WHAT IS EXPECTED:
Using the data below, repeat all of it precisely.

[Named object pointing entries]
* * *

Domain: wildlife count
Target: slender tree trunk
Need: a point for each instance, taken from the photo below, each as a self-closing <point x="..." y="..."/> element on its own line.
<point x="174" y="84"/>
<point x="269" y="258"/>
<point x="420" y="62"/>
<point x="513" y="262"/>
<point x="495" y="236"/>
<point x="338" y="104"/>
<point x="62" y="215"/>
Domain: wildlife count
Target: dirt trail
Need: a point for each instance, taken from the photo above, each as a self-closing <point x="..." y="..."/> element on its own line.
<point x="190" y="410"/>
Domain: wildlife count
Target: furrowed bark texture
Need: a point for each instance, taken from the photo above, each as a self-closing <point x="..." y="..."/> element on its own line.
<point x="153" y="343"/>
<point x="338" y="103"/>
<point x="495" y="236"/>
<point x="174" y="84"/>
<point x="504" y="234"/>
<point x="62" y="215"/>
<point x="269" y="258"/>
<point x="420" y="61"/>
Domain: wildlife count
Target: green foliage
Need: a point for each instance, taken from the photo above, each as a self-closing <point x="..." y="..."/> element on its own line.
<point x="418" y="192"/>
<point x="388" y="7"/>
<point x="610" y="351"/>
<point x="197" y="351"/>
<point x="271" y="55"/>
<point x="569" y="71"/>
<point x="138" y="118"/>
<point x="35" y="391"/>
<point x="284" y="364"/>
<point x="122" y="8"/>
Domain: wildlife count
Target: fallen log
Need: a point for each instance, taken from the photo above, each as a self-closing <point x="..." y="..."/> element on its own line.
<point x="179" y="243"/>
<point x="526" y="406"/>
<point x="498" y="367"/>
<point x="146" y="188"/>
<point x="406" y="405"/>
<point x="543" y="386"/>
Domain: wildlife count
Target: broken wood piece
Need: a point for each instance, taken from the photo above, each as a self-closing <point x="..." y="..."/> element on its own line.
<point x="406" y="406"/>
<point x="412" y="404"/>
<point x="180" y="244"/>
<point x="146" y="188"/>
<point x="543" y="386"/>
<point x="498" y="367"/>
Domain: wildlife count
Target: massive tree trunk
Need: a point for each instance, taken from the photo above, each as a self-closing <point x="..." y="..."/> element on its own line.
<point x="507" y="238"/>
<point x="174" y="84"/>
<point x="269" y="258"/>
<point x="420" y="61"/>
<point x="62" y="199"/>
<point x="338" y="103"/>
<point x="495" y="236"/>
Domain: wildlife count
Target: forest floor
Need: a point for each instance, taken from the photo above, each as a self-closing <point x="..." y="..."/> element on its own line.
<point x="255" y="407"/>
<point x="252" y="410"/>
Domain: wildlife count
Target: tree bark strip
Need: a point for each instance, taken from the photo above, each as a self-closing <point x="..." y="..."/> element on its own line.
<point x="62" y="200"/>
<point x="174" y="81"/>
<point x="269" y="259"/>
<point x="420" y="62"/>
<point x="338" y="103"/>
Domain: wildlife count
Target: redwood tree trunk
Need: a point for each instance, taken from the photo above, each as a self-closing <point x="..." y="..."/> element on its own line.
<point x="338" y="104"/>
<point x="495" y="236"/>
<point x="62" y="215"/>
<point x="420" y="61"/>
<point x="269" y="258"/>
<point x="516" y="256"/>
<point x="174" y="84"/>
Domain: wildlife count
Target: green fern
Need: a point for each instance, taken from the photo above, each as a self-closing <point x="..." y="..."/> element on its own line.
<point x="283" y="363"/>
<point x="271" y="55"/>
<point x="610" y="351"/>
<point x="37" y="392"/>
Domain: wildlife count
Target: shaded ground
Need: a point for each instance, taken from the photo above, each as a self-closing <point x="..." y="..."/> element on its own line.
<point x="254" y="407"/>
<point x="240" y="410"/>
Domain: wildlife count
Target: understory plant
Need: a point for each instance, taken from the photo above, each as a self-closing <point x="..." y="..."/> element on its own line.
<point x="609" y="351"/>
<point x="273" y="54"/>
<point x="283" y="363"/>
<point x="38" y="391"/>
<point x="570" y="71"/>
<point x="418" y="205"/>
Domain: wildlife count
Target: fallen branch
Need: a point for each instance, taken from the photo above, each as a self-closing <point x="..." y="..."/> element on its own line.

* * *

RESPONSE TO THIS TASK:
Domain: wildlife count
Target: slender tree trunk
Need: a point for each instance, taken from the photo below, each as a self-closing <point x="..." y="..."/> element on its own line.
<point x="174" y="84"/>
<point x="269" y="258"/>
<point x="420" y="62"/>
<point x="513" y="262"/>
<point x="495" y="236"/>
<point x="338" y="104"/>
<point x="62" y="215"/>
Domain: wildlife count
Target: dirt trail
Need: a point for each instance, taken from the photo above, each as a self-closing <point x="..." y="..."/> element on its own line.
<point x="190" y="410"/>
Domain: wildlife count
Target: furrowed bark texture
Need: a point for each instance, taken from the photo above, each as a self-closing <point x="..." y="..."/> element on its own line.
<point x="153" y="343"/>
<point x="338" y="103"/>
<point x="495" y="236"/>
<point x="174" y="84"/>
<point x="504" y="234"/>
<point x="62" y="215"/>
<point x="269" y="258"/>
<point x="420" y="61"/>
Domain: wildlife count
Target: green foliage
Need: a point for each instance, taken from the photo above, each as a self-closing <point x="..." y="..."/> element on its own line.
<point x="418" y="192"/>
<point x="388" y="7"/>
<point x="610" y="351"/>
<point x="197" y="351"/>
<point x="271" y="55"/>
<point x="569" y="71"/>
<point x="138" y="118"/>
<point x="35" y="391"/>
<point x="284" y="364"/>
<point x="122" y="8"/>
Domain: wildlife count
Target: fallen log
Need: a point for each instance, taken from the photo above, each as a self-closing <point x="..." y="..."/> element on its own line.
<point x="179" y="243"/>
<point x="526" y="406"/>
<point x="498" y="367"/>
<point x="146" y="188"/>
<point x="406" y="405"/>
<point x="543" y="386"/>
Domain: wildlife count
Target: broken wood piece
Need: a point for each instance, taken from the photo above, each as a self-closing <point x="..." y="..."/> element on its own line.
<point x="406" y="406"/>
<point x="412" y="404"/>
<point x="180" y="244"/>
<point x="146" y="188"/>
<point x="543" y="386"/>
<point x="498" y="367"/>
Domain: wildlife count
Target: massive tree trunk
Need: a point for each instance, taken from the photo above, each as a self-closing <point x="..." y="..."/> element on its own line.
<point x="507" y="238"/>
<point x="174" y="84"/>
<point x="269" y="258"/>
<point x="420" y="61"/>
<point x="62" y="199"/>
<point x="338" y="103"/>
<point x="495" y="236"/>
Domain: wildlife count
Target: forest floor
Need: a point for each instance, taken from the photo above, each as a self-closing <point x="..." y="..."/> element on its own line.
<point x="255" y="407"/>
<point x="252" y="410"/>
Domain: wildlife count
Target: tree bark strip
Need: a point for each instance, taken from the photo above, each as a self-closing <point x="..." y="..."/> element on its own line.
<point x="62" y="200"/>
<point x="174" y="81"/>
<point x="269" y="259"/>
<point x="420" y="62"/>
<point x="338" y="103"/>
Domain: wildlife count
Target: redwood tree trunk
Need: a point for each instance, taken from the photo above, each as a self-closing <point x="..." y="..."/> element on its own line.
<point x="338" y="104"/>
<point x="495" y="236"/>
<point x="62" y="215"/>
<point x="420" y="61"/>
<point x="269" y="258"/>
<point x="516" y="256"/>
<point x="174" y="84"/>
Domain: wildlife count
Target: green fern
Need: a point for each instance, taken from the photo above, each as a self-closing <point x="..." y="..."/> element on its own line.
<point x="283" y="363"/>
<point x="271" y="55"/>
<point x="610" y="351"/>
<point x="37" y="392"/>
Domain: wildlife count
Target: shaded ground
Need: a point for each instance, taken from the photo above, each as a self-closing <point x="..." y="..."/> element on its own line.
<point x="254" y="407"/>
<point x="240" y="410"/>
Domain: wildlife count
Target: understory plant
Need: a point for each instance, taken from the photo above, each as a self-closing <point x="..." y="..."/> element on its own line.
<point x="609" y="351"/>
<point x="273" y="54"/>
<point x="283" y="363"/>
<point x="38" y="391"/>
<point x="570" y="71"/>
<point x="418" y="205"/>
Domain: wildlife count
Target: fallen branch
Need: a point for each instance, taken from the photo above, each as a self-closing <point x="..." y="..."/> element on its own line.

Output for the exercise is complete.